Key findings of the European Commission’s 2018 country reports on the national parliaments of the Western Balkans countries

Blerim Vela discusses the state of the parliaments of the six candidate countries and potential candidate countries from the Western Balkans that are aspiring to become members of the European Union.

On April 17, 2018, the European Commission published the 2018 country reports for six candidate countries and potential candidate countries from the Western Balkans that are aspiring to become members of the European Union. The country reports on Albania, Bosnia and Herzegovina, Kosovo, Macedonia, Montenegro and Serbia cover a 18-month period and a wide range of issues corresponding with the EU membership requirements. This includes political criteria and rule of law issues, economic development and competitiveness, regional issues and international obligations, and ability to assume obligations of membership/EU standards. The first chapter of each country report looks at the democratic functioning of institutions, which corresponds with the political criteria for joining the EU. Among other issues, this chapter reviews the developments and functioning of the national parliaments. Some of the key findings of the European Commission’s 2018 country reports on national parliaments relate to political relations between parliamentary groups, insufficient parliamentary oversight of the executives, the continued usage of shortened procedures for review of draft laws related to the EU accession requirements, challenges of the EU accession parliamentary structures, and examples of improved transparency of parliamentary proceedings. Compared to previous annual progress and country reports, the 2018 reports contain little or no reference to parliamentary secretariats and support services.

########

Problems ▸
A: According to the article on the 2018 Western Balkans country reports, on what date did the European Commission publish those reports?
B: Render this sentence from the article on the 2018 Western Balkans country reports into Spanish: "The first chapter of each country report looks at the democratic functioning of institutions, which corresponds with the political criteria for joining the EU."
C: Carry on the article on the 2018 Western Balkans country reports, picking up after its final sentence.
The data that follows is separate material, unrelated to the article on the 2018 Western Balkans country reports.

Object pointing dataset rows:
########

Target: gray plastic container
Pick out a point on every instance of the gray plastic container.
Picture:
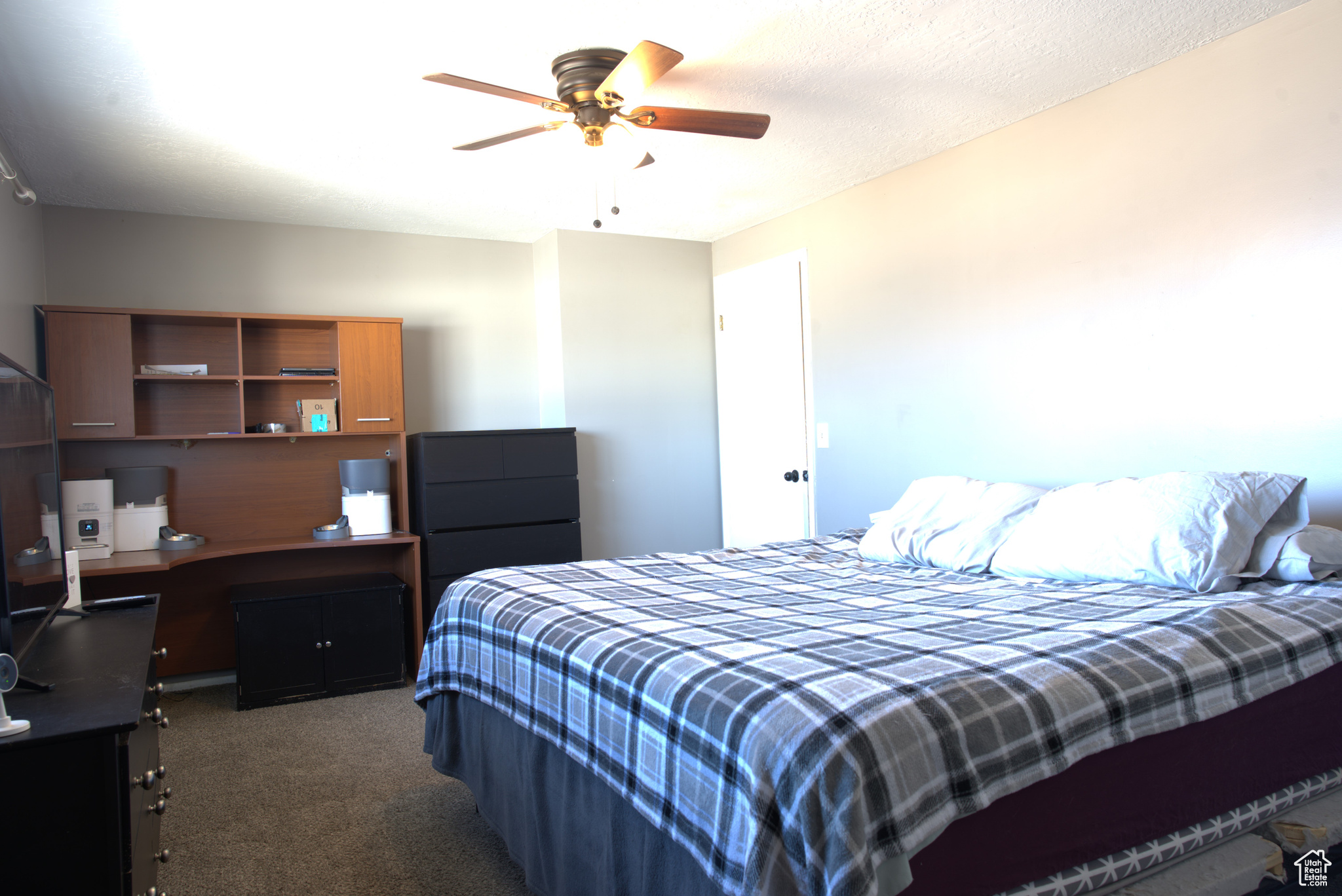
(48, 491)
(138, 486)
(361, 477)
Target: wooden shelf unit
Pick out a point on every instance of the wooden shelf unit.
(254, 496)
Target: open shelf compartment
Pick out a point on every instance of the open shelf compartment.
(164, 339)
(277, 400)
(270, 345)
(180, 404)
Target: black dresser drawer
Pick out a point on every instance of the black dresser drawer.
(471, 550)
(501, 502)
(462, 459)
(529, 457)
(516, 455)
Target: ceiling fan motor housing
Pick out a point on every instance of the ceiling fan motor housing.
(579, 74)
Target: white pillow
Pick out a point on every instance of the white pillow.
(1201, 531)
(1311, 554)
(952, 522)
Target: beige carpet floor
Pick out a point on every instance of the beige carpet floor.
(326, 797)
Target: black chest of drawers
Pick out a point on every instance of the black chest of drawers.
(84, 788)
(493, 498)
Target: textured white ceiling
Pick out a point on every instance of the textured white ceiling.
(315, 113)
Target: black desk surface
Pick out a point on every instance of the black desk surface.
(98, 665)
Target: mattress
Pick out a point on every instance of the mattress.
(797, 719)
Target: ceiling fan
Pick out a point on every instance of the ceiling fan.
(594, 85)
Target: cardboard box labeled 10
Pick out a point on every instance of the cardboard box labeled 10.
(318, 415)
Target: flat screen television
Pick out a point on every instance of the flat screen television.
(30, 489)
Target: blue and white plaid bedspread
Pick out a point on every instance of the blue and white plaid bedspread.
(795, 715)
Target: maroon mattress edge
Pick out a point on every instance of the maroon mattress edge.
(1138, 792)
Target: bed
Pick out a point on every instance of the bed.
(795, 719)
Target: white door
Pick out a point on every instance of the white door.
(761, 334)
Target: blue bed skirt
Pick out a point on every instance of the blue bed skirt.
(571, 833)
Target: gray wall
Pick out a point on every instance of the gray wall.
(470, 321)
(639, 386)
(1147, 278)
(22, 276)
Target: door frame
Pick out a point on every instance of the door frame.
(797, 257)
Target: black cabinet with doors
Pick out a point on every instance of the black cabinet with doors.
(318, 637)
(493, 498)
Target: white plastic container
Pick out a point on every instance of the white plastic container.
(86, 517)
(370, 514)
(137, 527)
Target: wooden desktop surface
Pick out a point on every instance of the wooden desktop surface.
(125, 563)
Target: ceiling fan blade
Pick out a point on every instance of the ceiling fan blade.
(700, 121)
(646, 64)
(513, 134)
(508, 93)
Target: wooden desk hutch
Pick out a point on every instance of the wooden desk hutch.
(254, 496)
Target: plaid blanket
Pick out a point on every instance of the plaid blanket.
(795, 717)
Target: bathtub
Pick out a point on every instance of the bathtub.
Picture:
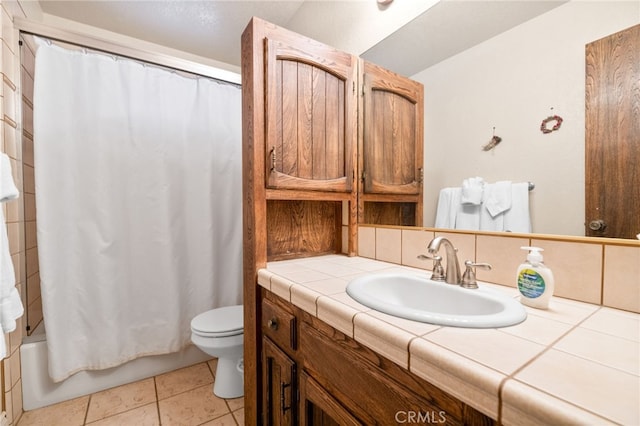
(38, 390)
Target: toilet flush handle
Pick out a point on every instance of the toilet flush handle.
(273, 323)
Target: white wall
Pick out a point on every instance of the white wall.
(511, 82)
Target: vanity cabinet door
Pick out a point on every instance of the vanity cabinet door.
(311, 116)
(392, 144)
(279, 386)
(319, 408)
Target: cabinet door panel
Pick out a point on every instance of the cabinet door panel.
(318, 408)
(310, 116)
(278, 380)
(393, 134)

########

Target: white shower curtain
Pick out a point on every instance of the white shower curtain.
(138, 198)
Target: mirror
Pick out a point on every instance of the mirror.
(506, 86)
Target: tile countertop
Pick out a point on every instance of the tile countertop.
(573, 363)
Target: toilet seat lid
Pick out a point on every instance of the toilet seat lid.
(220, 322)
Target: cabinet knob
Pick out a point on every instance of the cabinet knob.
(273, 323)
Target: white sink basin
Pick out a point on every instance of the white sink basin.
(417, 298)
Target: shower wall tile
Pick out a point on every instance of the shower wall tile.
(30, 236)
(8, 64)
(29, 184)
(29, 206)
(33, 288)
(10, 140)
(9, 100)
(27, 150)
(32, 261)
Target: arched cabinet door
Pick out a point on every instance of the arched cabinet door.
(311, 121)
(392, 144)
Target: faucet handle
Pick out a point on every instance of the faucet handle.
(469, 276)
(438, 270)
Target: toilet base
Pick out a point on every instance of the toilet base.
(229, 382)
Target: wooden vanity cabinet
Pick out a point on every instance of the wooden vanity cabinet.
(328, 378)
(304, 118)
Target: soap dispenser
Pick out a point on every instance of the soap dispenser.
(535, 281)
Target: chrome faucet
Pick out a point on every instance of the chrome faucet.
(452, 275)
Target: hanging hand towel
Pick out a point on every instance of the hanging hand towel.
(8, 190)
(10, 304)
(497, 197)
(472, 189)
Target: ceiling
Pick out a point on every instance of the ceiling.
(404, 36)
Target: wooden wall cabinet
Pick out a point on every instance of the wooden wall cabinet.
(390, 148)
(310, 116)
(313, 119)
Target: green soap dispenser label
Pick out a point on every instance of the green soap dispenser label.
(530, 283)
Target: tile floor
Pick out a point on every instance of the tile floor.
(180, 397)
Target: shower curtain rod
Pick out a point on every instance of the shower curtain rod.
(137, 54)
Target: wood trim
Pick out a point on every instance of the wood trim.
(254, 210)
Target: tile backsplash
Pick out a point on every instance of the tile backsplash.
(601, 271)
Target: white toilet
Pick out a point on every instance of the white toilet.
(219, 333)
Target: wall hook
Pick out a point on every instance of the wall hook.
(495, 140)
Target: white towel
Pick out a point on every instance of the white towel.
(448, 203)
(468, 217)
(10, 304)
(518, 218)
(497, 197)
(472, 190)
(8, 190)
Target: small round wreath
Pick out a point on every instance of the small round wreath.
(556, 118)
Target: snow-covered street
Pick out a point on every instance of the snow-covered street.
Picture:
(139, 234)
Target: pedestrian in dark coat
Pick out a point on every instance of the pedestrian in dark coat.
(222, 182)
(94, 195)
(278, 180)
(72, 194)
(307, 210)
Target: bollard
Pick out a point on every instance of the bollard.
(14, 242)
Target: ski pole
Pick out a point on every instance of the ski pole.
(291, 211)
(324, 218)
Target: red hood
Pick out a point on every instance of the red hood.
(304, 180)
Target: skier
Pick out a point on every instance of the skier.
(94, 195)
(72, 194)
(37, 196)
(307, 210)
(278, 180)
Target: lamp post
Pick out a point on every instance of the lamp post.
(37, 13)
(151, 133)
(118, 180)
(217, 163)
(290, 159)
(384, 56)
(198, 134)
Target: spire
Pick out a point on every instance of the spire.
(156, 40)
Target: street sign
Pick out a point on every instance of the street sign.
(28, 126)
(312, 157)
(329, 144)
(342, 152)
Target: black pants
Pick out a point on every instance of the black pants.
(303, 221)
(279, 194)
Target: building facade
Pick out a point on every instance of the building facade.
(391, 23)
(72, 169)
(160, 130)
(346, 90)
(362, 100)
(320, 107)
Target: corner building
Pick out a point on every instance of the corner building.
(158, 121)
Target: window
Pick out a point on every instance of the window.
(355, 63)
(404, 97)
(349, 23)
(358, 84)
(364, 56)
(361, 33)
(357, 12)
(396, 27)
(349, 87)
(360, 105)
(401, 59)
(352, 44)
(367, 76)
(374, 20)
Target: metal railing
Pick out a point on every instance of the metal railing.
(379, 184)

########

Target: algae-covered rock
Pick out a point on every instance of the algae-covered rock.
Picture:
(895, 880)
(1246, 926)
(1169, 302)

########

Results in order ▸
A: April 17, 2018.

B: El primer capítulo de cada informe de país examina el funcionamiento democrático de las instituciones, lo que corresponde a los criterios políticos para la adhesión a la UE.

C:
Political polarisation and opposition boycotts

During the reporting period, regular and early parliamentary elections were held in Albania, Kosovo, and Macedonia. Moreover, parliaments of Albania, Kosovo, Macedonia, and Montenegro saw periods of boycott of parliamentary proceedings by opposition parliamentary groups. In addition, the work of the parliaments in some countries was marred by political polarisation and in some instances use of non-conventional forms of parliamentary actions by parliamentary party groups. In Albania, four Members of Parliament lost their mandates under the so-called decriminalisation process in December 2016 and January 2018. In Kosovo, an opposition parliamentary group released tear gas to halt the ratifications of an agreement with Montenegro. While in Macedonia, the filibustering and highly divisive parliamentary language used by an opposition parliamentary group contributed to the events of April 27, 2017 when a group of protesters entered parliamentary premises and almost lynched MPs from the new governing coalition. For most parliaments, adopting a Code of Ethics for MPs to address MPs’ conflict of interests, unparliamentary behaviour and language remains a challenge. In order to address these challenges, the European Commission has called for political parties to allow parliaments to play their constitutional roles and serve as a forum for constructive political dialogue and representation, as well as guarantee proper checks and balances.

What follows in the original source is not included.